Dataset records
↓↓↓

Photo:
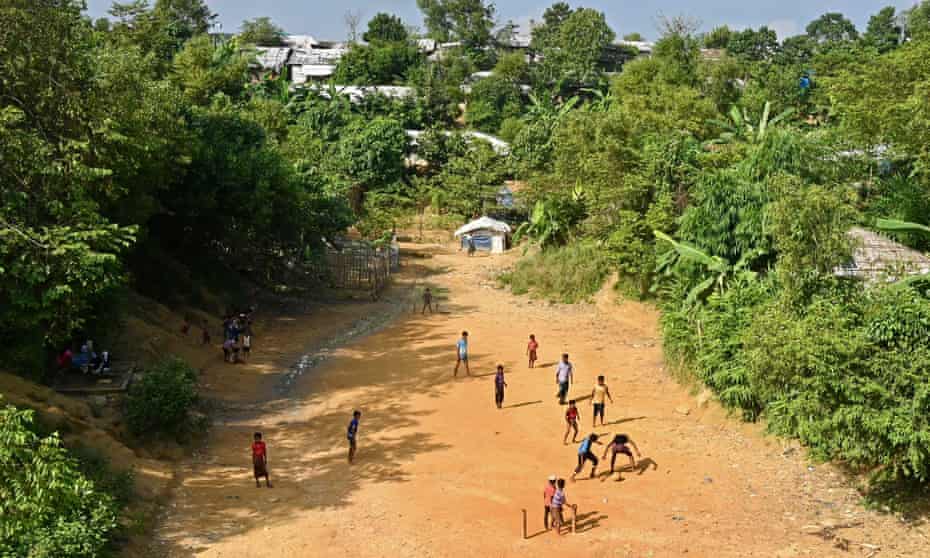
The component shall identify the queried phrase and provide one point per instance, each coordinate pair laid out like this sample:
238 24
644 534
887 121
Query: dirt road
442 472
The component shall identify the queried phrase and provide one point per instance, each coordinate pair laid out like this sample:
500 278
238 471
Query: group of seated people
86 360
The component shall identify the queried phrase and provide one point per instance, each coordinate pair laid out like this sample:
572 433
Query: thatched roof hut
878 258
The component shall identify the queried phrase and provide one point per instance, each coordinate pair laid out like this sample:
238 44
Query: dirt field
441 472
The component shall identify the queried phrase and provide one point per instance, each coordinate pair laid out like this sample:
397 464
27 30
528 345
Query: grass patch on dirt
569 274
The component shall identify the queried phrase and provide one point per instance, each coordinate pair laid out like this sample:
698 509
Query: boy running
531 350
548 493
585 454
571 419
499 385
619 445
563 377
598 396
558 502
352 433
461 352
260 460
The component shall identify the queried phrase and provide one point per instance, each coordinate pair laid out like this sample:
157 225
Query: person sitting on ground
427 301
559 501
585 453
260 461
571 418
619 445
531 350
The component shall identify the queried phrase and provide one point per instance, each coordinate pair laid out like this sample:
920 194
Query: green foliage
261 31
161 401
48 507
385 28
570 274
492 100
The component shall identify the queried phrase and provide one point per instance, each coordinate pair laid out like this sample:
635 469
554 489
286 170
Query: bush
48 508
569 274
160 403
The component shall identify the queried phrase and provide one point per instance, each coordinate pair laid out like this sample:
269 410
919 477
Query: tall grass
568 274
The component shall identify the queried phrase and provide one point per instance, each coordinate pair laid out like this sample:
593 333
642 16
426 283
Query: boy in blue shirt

↑↑↑

### EXERCISE BRIEF
Without the pictures, give the entries above back exactly.

### EXERCISE OUTPUT
Photo:
The component shall identify the queried phrase and provide one point per instance, each coordinate pair laid out like this sample:
238 24
644 534
887 121
Query: dirt road
442 472
The component shall identify the queried phrase and provide one point per instance, each coordinate pair laid out like this sample:
500 278
238 471
Query: group of seated people
86 360
The component shall identify the queried phrase and provide one point per instance, each coordinate pair laid out like this sample:
572 433
Query: thatched roof hut
878 258
The component shall identify the queried phrase and provide one point per instance, each coordinate pair laid out like this sample:
238 44
Query: dirt field
441 472
The component shall identify the queried phrase and provide one point per instance, each coordinate pair laid out like this sample:
397 464
27 30
528 345
Query: grass patch on dirt
569 274
The component shall identify the queried phrase and provide one point per instance, each coordinate pair laid out like this sample:
698 509
Query: boy running
531 350
548 493
585 454
571 419
499 385
619 445
563 377
598 396
558 502
352 433
461 352
260 460
The component shall identify the queried phrase and provide one point per instance, each coordinate pair laid out like this sample:
157 225
Query: person sitting on ground
427 301
559 501
585 453
260 461
571 418
619 445
531 350
The component shall identify the queried phrase and provide one point per instance, each coordinate pair laid out like this sample:
920 194
Query: green foliage
261 31
161 401
48 507
385 28
570 274
492 100
The component shall identify the queried phrase and provide one point per instance, each coordinate pair laid out like this sample:
635 469
554 489
286 170
Query: bush
48 508
569 274
160 403
The component shall identify the queried phrase and provide one point per instance, each coordinate pair laid out like this sample:
269 410
919 477
Query: tall grass
568 274
The component shall identify the queried phrase and provide one point per instance, each coordinate pair laid out like this sample:
593 333
642 16
426 283
Query: boy in blue shirt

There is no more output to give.